## What the task asks
An exact, complete copy of the data that follows is needed.

## Source material

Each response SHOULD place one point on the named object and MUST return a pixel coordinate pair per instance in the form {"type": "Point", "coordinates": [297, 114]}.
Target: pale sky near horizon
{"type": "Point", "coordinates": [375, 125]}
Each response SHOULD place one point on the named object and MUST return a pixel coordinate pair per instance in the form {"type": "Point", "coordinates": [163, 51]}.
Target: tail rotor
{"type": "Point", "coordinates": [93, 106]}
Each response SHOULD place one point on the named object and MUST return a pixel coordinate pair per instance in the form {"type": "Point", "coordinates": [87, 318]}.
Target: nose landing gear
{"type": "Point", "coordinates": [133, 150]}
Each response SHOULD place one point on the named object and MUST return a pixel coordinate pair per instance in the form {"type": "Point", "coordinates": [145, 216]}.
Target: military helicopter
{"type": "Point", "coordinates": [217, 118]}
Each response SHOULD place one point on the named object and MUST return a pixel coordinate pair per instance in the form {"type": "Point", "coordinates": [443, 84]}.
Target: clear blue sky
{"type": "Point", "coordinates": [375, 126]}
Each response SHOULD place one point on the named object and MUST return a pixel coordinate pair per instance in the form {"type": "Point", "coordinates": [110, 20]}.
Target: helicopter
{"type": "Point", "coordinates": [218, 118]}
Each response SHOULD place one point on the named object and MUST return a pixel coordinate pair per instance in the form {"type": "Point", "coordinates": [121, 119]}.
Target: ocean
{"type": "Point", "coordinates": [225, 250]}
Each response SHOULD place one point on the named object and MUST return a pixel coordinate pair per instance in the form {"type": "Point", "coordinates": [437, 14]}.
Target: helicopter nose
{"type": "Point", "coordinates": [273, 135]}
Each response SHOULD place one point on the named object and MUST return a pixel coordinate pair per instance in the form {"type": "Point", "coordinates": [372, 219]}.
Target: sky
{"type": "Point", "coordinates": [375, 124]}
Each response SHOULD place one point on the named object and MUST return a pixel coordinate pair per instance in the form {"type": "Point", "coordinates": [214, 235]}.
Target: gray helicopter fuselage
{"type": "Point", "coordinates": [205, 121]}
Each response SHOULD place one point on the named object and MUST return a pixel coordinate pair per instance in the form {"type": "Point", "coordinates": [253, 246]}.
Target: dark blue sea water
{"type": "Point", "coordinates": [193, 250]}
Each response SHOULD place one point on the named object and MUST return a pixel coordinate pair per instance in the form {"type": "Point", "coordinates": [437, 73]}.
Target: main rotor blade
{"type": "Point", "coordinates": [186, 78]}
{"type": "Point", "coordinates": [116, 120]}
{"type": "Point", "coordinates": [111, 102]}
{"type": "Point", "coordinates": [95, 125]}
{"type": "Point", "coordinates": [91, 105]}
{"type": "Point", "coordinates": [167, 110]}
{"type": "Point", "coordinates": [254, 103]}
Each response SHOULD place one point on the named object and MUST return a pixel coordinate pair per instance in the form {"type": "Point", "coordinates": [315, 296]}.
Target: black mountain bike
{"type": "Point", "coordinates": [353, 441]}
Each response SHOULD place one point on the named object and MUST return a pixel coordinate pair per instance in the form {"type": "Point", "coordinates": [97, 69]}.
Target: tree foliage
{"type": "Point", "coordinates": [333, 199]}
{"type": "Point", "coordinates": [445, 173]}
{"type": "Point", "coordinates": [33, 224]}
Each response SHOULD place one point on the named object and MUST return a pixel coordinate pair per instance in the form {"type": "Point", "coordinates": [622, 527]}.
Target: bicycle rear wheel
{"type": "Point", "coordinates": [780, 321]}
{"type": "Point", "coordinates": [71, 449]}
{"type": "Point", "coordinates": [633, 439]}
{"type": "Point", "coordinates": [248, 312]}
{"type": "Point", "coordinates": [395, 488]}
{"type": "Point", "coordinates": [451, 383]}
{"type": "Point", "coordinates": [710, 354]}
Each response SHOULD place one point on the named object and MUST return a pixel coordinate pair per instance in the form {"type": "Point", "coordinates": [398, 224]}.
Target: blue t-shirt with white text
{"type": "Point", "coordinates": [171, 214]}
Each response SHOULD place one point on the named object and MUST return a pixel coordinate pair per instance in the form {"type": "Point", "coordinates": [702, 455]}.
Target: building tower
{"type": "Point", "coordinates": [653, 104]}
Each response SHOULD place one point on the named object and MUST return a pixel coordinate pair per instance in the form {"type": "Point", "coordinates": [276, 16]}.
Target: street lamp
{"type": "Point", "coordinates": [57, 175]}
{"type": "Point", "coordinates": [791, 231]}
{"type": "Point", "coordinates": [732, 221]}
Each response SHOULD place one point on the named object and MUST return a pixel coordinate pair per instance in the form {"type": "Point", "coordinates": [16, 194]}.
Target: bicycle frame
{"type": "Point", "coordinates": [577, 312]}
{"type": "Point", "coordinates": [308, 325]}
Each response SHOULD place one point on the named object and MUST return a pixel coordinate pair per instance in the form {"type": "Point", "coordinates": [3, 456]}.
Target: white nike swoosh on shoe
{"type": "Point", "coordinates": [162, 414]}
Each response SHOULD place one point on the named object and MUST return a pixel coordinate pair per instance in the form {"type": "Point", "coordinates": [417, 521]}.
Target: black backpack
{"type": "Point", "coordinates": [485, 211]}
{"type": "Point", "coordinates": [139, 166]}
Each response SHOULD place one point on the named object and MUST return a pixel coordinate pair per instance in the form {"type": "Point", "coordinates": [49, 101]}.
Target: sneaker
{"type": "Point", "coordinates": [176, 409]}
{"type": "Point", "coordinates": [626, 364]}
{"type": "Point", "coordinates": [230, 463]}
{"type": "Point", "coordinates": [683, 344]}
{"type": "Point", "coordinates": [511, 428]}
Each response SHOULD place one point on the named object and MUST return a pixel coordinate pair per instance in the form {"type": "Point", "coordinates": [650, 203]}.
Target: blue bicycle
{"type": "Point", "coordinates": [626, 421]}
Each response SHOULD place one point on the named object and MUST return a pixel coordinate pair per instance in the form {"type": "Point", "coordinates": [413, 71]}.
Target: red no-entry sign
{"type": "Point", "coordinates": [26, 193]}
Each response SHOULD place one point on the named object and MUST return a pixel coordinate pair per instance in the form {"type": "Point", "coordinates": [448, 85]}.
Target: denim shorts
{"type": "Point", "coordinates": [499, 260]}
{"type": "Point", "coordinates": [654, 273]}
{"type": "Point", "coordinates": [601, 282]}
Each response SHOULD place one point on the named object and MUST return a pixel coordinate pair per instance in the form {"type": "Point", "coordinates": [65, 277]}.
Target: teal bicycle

## Result of this exercise
Each response SHOULD place one point on the named object and MUST return a pixel coordinate pair per instance in the form {"type": "Point", "coordinates": [297, 114]}.
Target: pale sky near horizon
{"type": "Point", "coordinates": [375, 125]}
Each response SHOULD place one point on the named object and MUST return a pixel coordinate pair per instance in the form {"type": "Point", "coordinates": [163, 51]}.
Target: tail rotor
{"type": "Point", "coordinates": [93, 106]}
Each response SHOULD place one point on the named object and MUST return a pixel coordinate pair per instance in the form {"type": "Point", "coordinates": [87, 318]}.
Target: nose landing gear
{"type": "Point", "coordinates": [133, 150]}
Each response SHOULD place one point on the named object and MUST return a pixel coordinate pair per instance in the form {"type": "Point", "coordinates": [145, 216]}.
Target: military helicopter
{"type": "Point", "coordinates": [217, 118]}
Each response SHOULD place one point on the named object and MUST return a pixel coordinate pair per instance in the form {"type": "Point", "coordinates": [443, 84]}.
Target: clear blue sky
{"type": "Point", "coordinates": [375, 126]}
Each response SHOULD place one point on the named object and MUST return a pixel coordinate pair per instance in the form {"type": "Point", "coordinates": [110, 20]}.
Target: helicopter
{"type": "Point", "coordinates": [218, 118]}
Each response SHOULD place one point on the named object and MUST return a pixel coordinate pair per instance in the form {"type": "Point", "coordinates": [121, 119]}.
Target: ocean
{"type": "Point", "coordinates": [225, 250]}
Each response SHOULD place one point on the named object and MUST return a pixel coordinate pair per instance in the form {"type": "Point", "coordinates": [437, 14]}.
Target: helicopter nose
{"type": "Point", "coordinates": [273, 135]}
Each response SHOULD place one point on the named object and MUST return a pixel coordinate pair per instance in the form {"type": "Point", "coordinates": [372, 219]}.
Target: sky
{"type": "Point", "coordinates": [375, 124]}
Each response SHOULD place one point on the named object and MUST return a pixel coordinate pair per instance in the form {"type": "Point", "coordinates": [214, 235]}.
Target: gray helicopter fuselage
{"type": "Point", "coordinates": [205, 121]}
Each response SHOULD place one point on the named object and MUST return a pixel coordinate pair per instance in the form {"type": "Point", "coordinates": [253, 246]}.
Target: dark blue sea water
{"type": "Point", "coordinates": [193, 250]}
Each response SHOULD place one point on the named object and MUST return a pixel coordinate pair per instance in the form {"type": "Point", "coordinates": [437, 73]}.
Target: main rotor blade
{"type": "Point", "coordinates": [186, 78]}
{"type": "Point", "coordinates": [116, 120]}
{"type": "Point", "coordinates": [111, 102]}
{"type": "Point", "coordinates": [95, 125]}
{"type": "Point", "coordinates": [91, 105]}
{"type": "Point", "coordinates": [167, 110]}
{"type": "Point", "coordinates": [254, 103]}
Each response SHOULD place one point on the named object and MUST return a pixel coordinate pair per instance in the form {"type": "Point", "coordinates": [315, 296]}.
Target: black mountain bike
{"type": "Point", "coordinates": [353, 441]}
Each response SHOULD place one point on the named object and MUST return a pixel coordinate pair per instance in the form {"type": "Point", "coordinates": [97, 69]}.
Target: tree foliage
{"type": "Point", "coordinates": [333, 199]}
{"type": "Point", "coordinates": [445, 173]}
{"type": "Point", "coordinates": [33, 224]}
Each response SHOULD place one point on the named object and MUST return a pixel coordinate pair per instance in the form {"type": "Point", "coordinates": [622, 527]}.
Target: bicycle rear wheel
{"type": "Point", "coordinates": [780, 321]}
{"type": "Point", "coordinates": [71, 449]}
{"type": "Point", "coordinates": [633, 439]}
{"type": "Point", "coordinates": [248, 312]}
{"type": "Point", "coordinates": [395, 488]}
{"type": "Point", "coordinates": [451, 383]}
{"type": "Point", "coordinates": [710, 354]}
Each response SHOULD place one point on the named object and MUST return a pixel coordinate pair per instance in the form {"type": "Point", "coordinates": [398, 224]}.
Target: blue t-shirt with white text
{"type": "Point", "coordinates": [171, 214]}
Each response SHOULD place one point on the named object and MUST return a pixel coordinate pair per instance in the form {"type": "Point", "coordinates": [702, 455]}.
Target: building tower
{"type": "Point", "coordinates": [653, 104]}
Each response SHOULD place one point on the named object and MUST return a pixel coordinate pair per instance in the form {"type": "Point", "coordinates": [276, 16]}.
Target: street lamp
{"type": "Point", "coordinates": [57, 175]}
{"type": "Point", "coordinates": [791, 231]}
{"type": "Point", "coordinates": [732, 221]}
Each response SHOULD place one point on the named object and MUST return a pixel coordinate pair per instance in the form {"type": "Point", "coordinates": [16, 194]}.
Target: bicycle frame
{"type": "Point", "coordinates": [577, 312]}
{"type": "Point", "coordinates": [308, 325]}
Each response SHOULD place one point on the named object and MUST return a pixel coordinate pair per instance in the form {"type": "Point", "coordinates": [3, 456]}.
Target: white nike swoosh on shoe
{"type": "Point", "coordinates": [162, 414]}
Each response SHOULD place one point on the named object and MUST return a pixel coordinate pair per instance in the form {"type": "Point", "coordinates": [417, 521]}.
Target: black backpack
{"type": "Point", "coordinates": [485, 211]}
{"type": "Point", "coordinates": [139, 166]}
Each response SHOULD place one point on the named object and MUST return a pixel coordinate pair per instance in the form {"type": "Point", "coordinates": [49, 101]}.
Target: sneaker
{"type": "Point", "coordinates": [176, 409]}
{"type": "Point", "coordinates": [626, 364]}
{"type": "Point", "coordinates": [230, 463]}
{"type": "Point", "coordinates": [683, 344]}
{"type": "Point", "coordinates": [511, 428]}
Each response SHOULD place one point on the named object and MUST return a pixel coordinate pair per instance in the form {"type": "Point", "coordinates": [650, 203]}.
Target: blue bicycle
{"type": "Point", "coordinates": [626, 421]}
Each response SHOULD place one point on the named object and MUST return a pixel coordinate pair per instance in the form {"type": "Point", "coordinates": [413, 71]}.
Target: red no-entry sign
{"type": "Point", "coordinates": [26, 193]}
Each response SHOULD place one point on the named object and MUST return a pixel coordinate pair per instance in the form {"type": "Point", "coordinates": [448, 85]}.
Target: denim shorts
{"type": "Point", "coordinates": [499, 260]}
{"type": "Point", "coordinates": [654, 273]}
{"type": "Point", "coordinates": [601, 282]}
Each response SHOULD place one point on the named object and MUST return a pixel coordinate pair per instance in the form {"type": "Point", "coordinates": [65, 277]}.
Target: teal bicycle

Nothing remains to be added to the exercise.